____ RECORDED INFORMATION
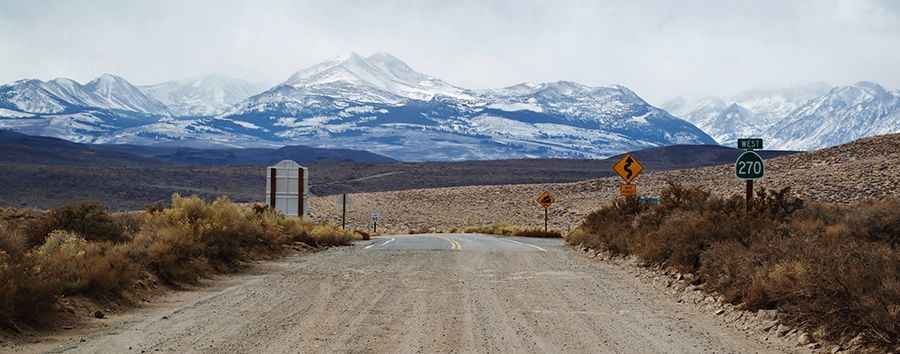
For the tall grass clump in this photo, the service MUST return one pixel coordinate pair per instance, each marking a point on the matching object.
(833, 269)
(509, 230)
(83, 250)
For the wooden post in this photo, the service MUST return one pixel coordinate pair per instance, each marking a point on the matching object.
(344, 211)
(546, 218)
(272, 187)
(749, 194)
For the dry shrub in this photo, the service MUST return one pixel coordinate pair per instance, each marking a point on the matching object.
(78, 266)
(509, 230)
(876, 221)
(326, 235)
(89, 219)
(21, 296)
(833, 269)
(51, 257)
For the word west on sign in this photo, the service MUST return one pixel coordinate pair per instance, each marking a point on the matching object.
(749, 166)
(545, 199)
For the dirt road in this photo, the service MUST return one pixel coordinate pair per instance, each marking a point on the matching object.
(426, 294)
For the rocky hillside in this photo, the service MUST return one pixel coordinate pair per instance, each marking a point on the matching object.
(864, 169)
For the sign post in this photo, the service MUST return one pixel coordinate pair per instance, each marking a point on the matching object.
(343, 203)
(545, 199)
(375, 216)
(287, 188)
(629, 168)
(749, 165)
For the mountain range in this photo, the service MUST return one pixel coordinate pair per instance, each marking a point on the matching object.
(379, 103)
(800, 118)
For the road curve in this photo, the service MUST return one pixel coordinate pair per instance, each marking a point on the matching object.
(426, 294)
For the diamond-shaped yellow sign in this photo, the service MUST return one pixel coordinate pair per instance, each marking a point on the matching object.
(546, 199)
(628, 168)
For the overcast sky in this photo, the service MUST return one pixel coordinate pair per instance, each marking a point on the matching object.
(660, 49)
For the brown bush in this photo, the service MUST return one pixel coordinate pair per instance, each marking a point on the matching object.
(833, 269)
(88, 219)
(327, 235)
(509, 230)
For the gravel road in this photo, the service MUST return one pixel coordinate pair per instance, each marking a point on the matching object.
(426, 294)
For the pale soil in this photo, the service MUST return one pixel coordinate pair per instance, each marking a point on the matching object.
(866, 169)
(417, 294)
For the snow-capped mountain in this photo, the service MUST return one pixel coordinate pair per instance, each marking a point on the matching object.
(749, 114)
(379, 78)
(108, 92)
(202, 96)
(844, 114)
(376, 103)
(802, 118)
(380, 104)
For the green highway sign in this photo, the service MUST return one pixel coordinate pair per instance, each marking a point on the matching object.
(750, 144)
(749, 166)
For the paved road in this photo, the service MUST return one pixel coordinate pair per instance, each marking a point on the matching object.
(426, 294)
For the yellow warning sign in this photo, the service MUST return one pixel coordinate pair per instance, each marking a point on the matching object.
(545, 199)
(628, 168)
(628, 189)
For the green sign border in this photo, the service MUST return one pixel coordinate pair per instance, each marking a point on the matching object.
(762, 161)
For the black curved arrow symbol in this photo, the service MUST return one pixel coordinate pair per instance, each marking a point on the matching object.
(627, 167)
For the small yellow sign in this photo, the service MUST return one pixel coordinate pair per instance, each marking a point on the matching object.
(545, 199)
(628, 168)
(628, 189)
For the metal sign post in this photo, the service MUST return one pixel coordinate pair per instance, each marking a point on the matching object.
(287, 187)
(629, 168)
(749, 165)
(343, 203)
(375, 216)
(545, 199)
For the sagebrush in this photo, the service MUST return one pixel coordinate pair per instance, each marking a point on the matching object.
(81, 249)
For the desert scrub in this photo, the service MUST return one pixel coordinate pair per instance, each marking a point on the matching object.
(331, 235)
(509, 230)
(832, 269)
(89, 219)
(81, 249)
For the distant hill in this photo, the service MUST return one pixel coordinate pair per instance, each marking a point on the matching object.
(689, 156)
(24, 149)
(47, 172)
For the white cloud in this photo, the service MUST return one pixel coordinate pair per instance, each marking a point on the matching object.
(658, 48)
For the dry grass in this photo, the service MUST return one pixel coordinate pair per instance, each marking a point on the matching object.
(82, 250)
(508, 230)
(835, 270)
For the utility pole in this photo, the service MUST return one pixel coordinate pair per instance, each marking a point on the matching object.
(344, 212)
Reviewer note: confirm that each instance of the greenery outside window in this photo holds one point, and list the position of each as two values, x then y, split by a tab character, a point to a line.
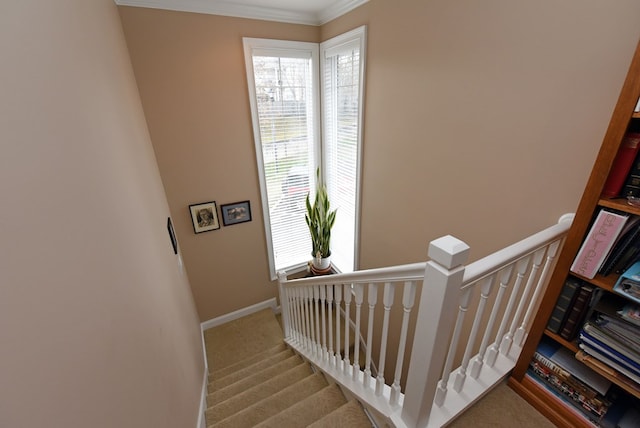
288	81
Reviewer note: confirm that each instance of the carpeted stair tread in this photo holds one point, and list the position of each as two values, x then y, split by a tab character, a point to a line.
259	392
307	411
217	374
215	397
274	404
349	415
242	338
238	375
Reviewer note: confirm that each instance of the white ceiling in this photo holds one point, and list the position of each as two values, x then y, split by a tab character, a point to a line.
310	12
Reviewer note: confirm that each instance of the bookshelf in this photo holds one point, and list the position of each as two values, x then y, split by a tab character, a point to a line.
548	403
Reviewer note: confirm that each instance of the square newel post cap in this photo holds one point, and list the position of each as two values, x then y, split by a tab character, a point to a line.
448	251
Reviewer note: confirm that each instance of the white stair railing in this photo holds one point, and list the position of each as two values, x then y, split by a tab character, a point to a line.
474	318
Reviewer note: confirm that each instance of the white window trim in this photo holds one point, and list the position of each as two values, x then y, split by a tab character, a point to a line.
255	46
359	36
________
### [TASK TO CARRY OUT]
Would you return the data exactly as written, without the pictures?

### [YOUR SOLUTION]
For the tall grass clump in this photo, the service MUST return one pixel coordinate pair per instance, each marking a point on the matching object.
(833, 269)
(509, 230)
(83, 250)
For the wooden post in this photo, the service MUST return one pixel coordinate pair per instance, each marking a point on the matching object.
(344, 211)
(546, 218)
(272, 187)
(749, 194)
For the dry shrub in this photo, the service MUST return one pixel coordinate pair per instance, each marking a point on the matching object.
(78, 266)
(509, 230)
(876, 221)
(326, 235)
(89, 219)
(21, 296)
(833, 269)
(51, 257)
For the word west on sign in this photo, the service MUST return one pixel coordinate pair per instance, each marking a point on the matching object.
(749, 166)
(545, 199)
For the dirt road in this photo, the service MUST return one pixel coordinate pair per instance, each marking a point on the matching object.
(426, 294)
For the rocky hillside in this photo, the service MUST return one pixel coordinate pair per instance, each marking a point on the matching object.
(864, 169)
For the sign post in this photo, the service MUST return one pixel coordinate pair per instance, each marking a point on the matching object.
(343, 203)
(545, 199)
(375, 216)
(287, 188)
(629, 168)
(749, 165)
For the mountain range in this photo, the service MUST return one pixel coordinate pair per instance, each marking a point on the matching object.
(379, 103)
(800, 118)
For the road curve in this photo, the service MUST return one pixel coordinate pair per instance, each marking a point on the matching object.
(426, 294)
For the diamond-shaped yellow sign in this photo, the service MUST return one pixel coordinate pair per instance, each marking a point on the matching object.
(546, 199)
(628, 168)
For the overcast sky in this photo, the service MUST return one pixel coordinate pair per instance, each marking a point on the matching object.
(660, 49)
For the brown bush in this photo, the service MUST return one pixel coordinate pair per instance, each marking a point on the matching object.
(833, 269)
(88, 219)
(327, 235)
(509, 230)
For the gravel road in this photo, the service MUST return one pixel coordinate pair per instance, each marking a point on the matching object.
(426, 294)
For the pale soil in this photo, the service MUST return one pixel coordinate pair per instance, each marking a point on the matching object.
(866, 169)
(417, 294)
For the snow-capped mountain in this photo, the service MUST return one pixel coordinate pair per instance, each marking a point on the matching object.
(749, 114)
(379, 78)
(108, 92)
(202, 96)
(844, 114)
(376, 103)
(802, 118)
(380, 104)
For the green highway sign in this photo, the service MUST return one pixel coordinate pair per instance, each marking a point on the matching object.
(750, 144)
(749, 166)
For the paved road in this photo, the service MUST return one pixel coordinate pair per instance, each marking a point on the matching object.
(426, 294)
For the yellow warning sign in this photo, the service MUST return one pixel coordinate pair per instance, each marking a point on the matching object.
(545, 199)
(628, 168)
(628, 189)
For the green sign border in this photo, the service MUST return one pixel coordinate pair per instance, each marking a point on the matching object.
(762, 161)
For the black curved arrow symbol in this photo, the service MUST return one pixel coordinate pair per instance, each marking a point on the matching object.
(627, 167)
For the small yellow sign in this photo, the service MUST return one pixel coordinate pair per instance, each marking a point on the matching object.
(545, 199)
(628, 168)
(628, 189)
For the metal sign post in this photo, the service MUST return one pixel coordinate pair per instance, each marking a point on the matching object.
(287, 187)
(629, 168)
(749, 165)
(343, 203)
(375, 216)
(545, 199)
For the sagebrush in this photo, the service MUST return one pixel coordinate pair per instance, each marking a point on the matching object.
(81, 249)
For the desert scrub in this photo, the service MUST return one pixel coordinate pair per instance, each marking a point on the matching object.
(331, 235)
(509, 230)
(832, 269)
(89, 219)
(81, 249)
For the distant hill in this photo, the service MUST return one pixel coordinate pair per instance, each marking a point on the matching object.
(689, 156)
(24, 149)
(47, 172)
For the white cloud in this photo, the service MUST return one pixel coordinate pair per instance, each marking a point on the matching object.
(658, 48)
For the dry grass in this photo, the service MUST return one pixel coordinate pair per instance, each marking a point on the matching object.
(82, 250)
(508, 230)
(835, 270)
For the utility pole in this photo, the service MUST return one pixel coordinate pair per instance, each marking a point on the matching object.
(344, 212)
Reviewer note: confirm that each instance of the greenery outside window in this photo holds one point, and list the position of each as two values, x then y, split by a tab character, a point to a line.
288	81
Reviewer note: confirm that each instance of the carpeted stair tread in this photo holds one point, and list the position of each as two values, x then y, split by a tab character, a point to a line.
259	392
307	411
217	374
215	397
274	404
349	415
242	338
238	375
Reviewer note: confirm that each instance of the white ceiling in this photo holds one point, and list the position of each as two values, x then y, split by a tab character, a point to a line.
310	12
Reviewer note: confirm that each instance of the bookshelf in this photo holds one point, and list the position of each as two values, x then y, split by a tab character, a point to a line.
548	403
Reviewer note: confirm that each instance of the square newel post cap in this photo holds one point, and list the position of each as two values, x then y, split by a tab character, a point to a line.
448	251
Reviewer note: confirm that each instance of the white stair railing in this photo holds one point, and list the position of each as two values, x then y, split by a tab character, a point to a line.
474	318
Reviewer note: confirm that each instance of the white window trim in this photo holds one point, and list the position of each as two values, x then y, split by a tab character, a point to a line.
255	46
359	36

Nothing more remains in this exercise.